____ ОТРЫВОК

Скрытый сюжет: Русская литература на переходе через век
Шрифт:
Фаворитами жюри 1997 года оказались Анатолий Азольский («Клетка», опубликована в «Новом мире», 1996, № 5–6), Людмила Улицкая («Медея и ее дети», там же, № 2–4), Антон Уткин («Хоровод», там же, № 8—10), Юрий Малецкий («Любью»: «Континент», 1996, № 89). Вышедшие в финал тексты написаны в традиционной манере (у совсем молодого Уткина — стилизация русского позднеромантического романа, а la Бестужев-Марлинский). За исключением романа Ольги Славниковой «Стрекоза, увеличенная до размеров собаки» и фантазийно-гротескового романа Дмитрия Липскерова «Сорок лет Чанчжоэ», список на последнюю букеровскую дистанцию составлен так, как будто в литературном сегодня постмодернизм неактуален и занимает скромное место — ну, скажем, одну треть, не более того.

________
____ СТРОКИ

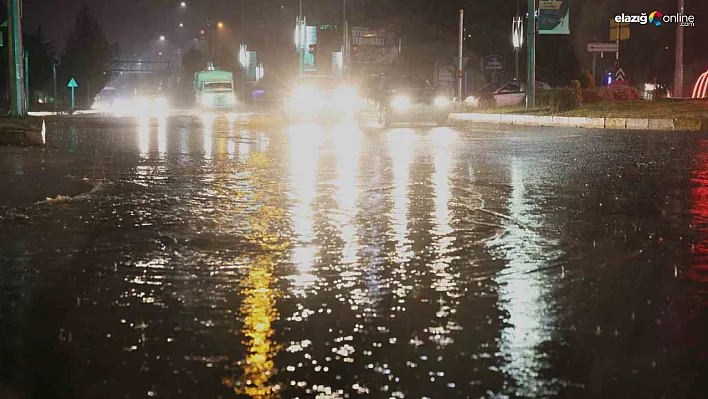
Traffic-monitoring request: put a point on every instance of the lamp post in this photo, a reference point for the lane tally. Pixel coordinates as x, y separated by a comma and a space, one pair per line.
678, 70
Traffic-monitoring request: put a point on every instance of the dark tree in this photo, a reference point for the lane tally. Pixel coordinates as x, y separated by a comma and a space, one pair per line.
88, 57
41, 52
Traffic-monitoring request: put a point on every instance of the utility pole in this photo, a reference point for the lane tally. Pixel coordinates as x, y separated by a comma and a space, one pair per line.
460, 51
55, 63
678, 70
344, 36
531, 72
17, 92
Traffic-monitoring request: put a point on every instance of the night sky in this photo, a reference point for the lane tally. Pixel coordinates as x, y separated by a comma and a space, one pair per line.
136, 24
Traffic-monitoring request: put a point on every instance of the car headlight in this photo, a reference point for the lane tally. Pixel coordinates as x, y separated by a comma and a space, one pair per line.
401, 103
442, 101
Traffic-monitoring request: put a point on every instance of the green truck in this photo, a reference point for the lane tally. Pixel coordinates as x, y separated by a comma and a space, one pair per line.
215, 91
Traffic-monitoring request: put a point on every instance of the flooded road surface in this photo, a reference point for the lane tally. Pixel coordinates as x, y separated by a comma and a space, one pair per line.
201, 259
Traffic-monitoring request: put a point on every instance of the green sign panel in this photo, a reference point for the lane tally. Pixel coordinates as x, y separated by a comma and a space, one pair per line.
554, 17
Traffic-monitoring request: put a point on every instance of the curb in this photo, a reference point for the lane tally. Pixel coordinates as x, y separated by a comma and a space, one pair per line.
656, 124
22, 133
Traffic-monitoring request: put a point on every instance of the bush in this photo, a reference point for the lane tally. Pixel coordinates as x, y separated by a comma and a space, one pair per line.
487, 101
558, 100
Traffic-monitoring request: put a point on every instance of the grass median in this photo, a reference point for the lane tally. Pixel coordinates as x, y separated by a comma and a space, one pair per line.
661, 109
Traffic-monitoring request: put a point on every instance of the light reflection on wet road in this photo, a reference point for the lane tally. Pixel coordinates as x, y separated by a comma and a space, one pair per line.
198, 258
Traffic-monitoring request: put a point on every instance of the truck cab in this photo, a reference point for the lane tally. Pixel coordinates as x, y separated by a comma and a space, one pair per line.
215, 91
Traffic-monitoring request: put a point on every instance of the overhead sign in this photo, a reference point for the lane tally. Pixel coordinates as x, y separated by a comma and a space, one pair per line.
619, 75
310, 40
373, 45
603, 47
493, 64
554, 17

________

> ЗАДАНИЯ
[1] Где и в каком номере был опубликован роман Юрия Малецкого «Любью», согласно отрывку о букеровских финалистах 1997 года?
[2] Допишите следующую часть отрывка о букеровских финалистах 1997 года, начав сразу после его последнего предложения.

> ОТВЕТЫ К ЗАДАНИЯМ
[1] В журнале «Континент», 1996, № 89.

[2]
В первой беседе с критиками и журналистами члены жюри объяснили свое решение тем, что они сознательно решили поддержать
Решение жюри, в которое входили разные но своим вкусам, убеждениям и пристрастиям литераторы (от почвенника Бориса Екимова до айгиста-соснориста Владимира Новикова, от специалиста прежде всего по английской, а потом уже и русской литературе Игоря Шайтанова до актрисы Аллы Демидовой и русиста Вольфа Шмида), следует, конечно, уважать. Но и уважая, попытаться понять. И ответить на вопрос: а не соответствует ли это удивившее многих решение реальным изменениям в литературной ситуации — например, сдвигу, потеснению отечественного постмодернизма из «центра» ажиотажного внимания, в котором он находился последние несколько лет, превратившись из «другой» литературы в самую что ни на есть наиглавнейшую, номенклатурную, шумную, забивающую и заглушающую остальные явления, — на периферию? Может быть, центростремительное движение постмодернизма, быстро растерявшего свою былую энергию, свой напор, сменилось центробежным?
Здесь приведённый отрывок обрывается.